◆ Auszug ◆
========

# wie laufen xp spiele unter windows 7 mit 64 bit



## gollom (28. Februar 2010)

sollte man echt zur 32 versinon greifen oder wie laufen ältere spiele unter w7 mit 64 bit? ausser dem kompabilitäts modus noch was?


----------



## Nucleus (28. Februar 2010)

Ich benutze 64bit OS seit Vista, und jetzt aktuell auch Win7 - keine Probleme.
Auch ohne Kompatibilitätsmodus.

32bit ist veraltet - allein schon wegen der Möglichkeit mehr Speicher zu nutzen sollte man auf 64bit setzen.


----------



## gollom (28. Februar 2010)

und wenn spiele trotz patches und komp. modus nich laufen was dann?


----------



## hulkhardy1 (28. Februar 2010)

Also ich liebe auch Retro Spiele und mir ist jetzt noch keins begegnet das nicht zum laufen zu bekommen war! Win7 64Bit, kein Problem.


----------



## Blutstoff (28. Februar 2010)

Hatte bisher auch noch keine Probleme unter Win7 64bit. Selbst alte Klassiker aus den 90er (Blade Runner, Total Annihilation, Wing Commander, etc.) habe ich noch zum laufen gebracht.


----------



## gollom (28. Februar 2010)

========

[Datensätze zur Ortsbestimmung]

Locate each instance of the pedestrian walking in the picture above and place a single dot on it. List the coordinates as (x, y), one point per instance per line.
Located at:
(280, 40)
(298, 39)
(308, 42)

========

◆ Aufgabenstellung A ◆
Beantworte zum Forenthread über XP-Spiele unter Windows 7 mit 64 Bit folgende Fragen:
(i) Seit welcher Windows-Version nutzt Nucleus ein 64-Bit-Betriebssystem?
(ii) Welchen Grund nennt Nucleus dafür, auf 64 Bit zu setzen?
(iii) Welche Klassiker aus den 90ern führt Blutstoff als Beispiele an?
◆ Aufgabenstellung B ◆
Prüfe, ob die folgenden Aussagen mit dem Forenthread über XP-Spiele unter Windows 7 mit 64 Bit übereinstimmen:
(i) Nucleus benötigt für seine Spiele den Kompatibilitätsmodus.
(ii) hulkhardy1 ist bereits ein Retro-Spiel begegnet, das sich nicht zum Laufen bringen ließ.
(iii) Nucleus bezeichnet 32 Bit als veraltet.
◆ Aufgabenstellung C ◆
Schreibe den Forenthread über XP-Spiele unter Windows 7 mit 64 Bit im Anschluss an die letzte gezeigte Zeile weiter.

◆ Erwartete Antwort A ◆
(i) Seit Vista.
(ii) Die Möglichkeit, mehr Speicher zu nutzen.
(iii) Blade Runner, Total Annihilation und Wing Commander.

◆ Erwartete Antwort B ◆
(i) Nein: „Auch ohne Kompatibilitätsmodus.“
(ii) Nein: „mir ist jetzt noch keins begegnet das nicht zum laufen zu bekommen war!“
(iii) Ja: „32bit ist veraltet“

◆ Erwartete Antwort C ◆
erzählt doch ma wie ihr angestellt/ was eingestellt habt damit es läuft


----------



## Nucleus (28. Februar 2010)

gollom schrieb:


> erzählt doch ma wie ihr angestellt/ was eingestellt habt damit es läuft



Wahrscheinlich nichts... im schlimmsten Fall Kompatibilitätsmodus Win XP SP3


----------



## gollom (28. Februar 2010)

gollom schrieb:


> und wenn spiele trotz patches und komp. modus nich laufen was dann?


was dann


----------



## Nucleus (28. Februar 2010)

Was soll dann sein?
Dann laufen sie nicht und Du brauchst XP oder sonstwas.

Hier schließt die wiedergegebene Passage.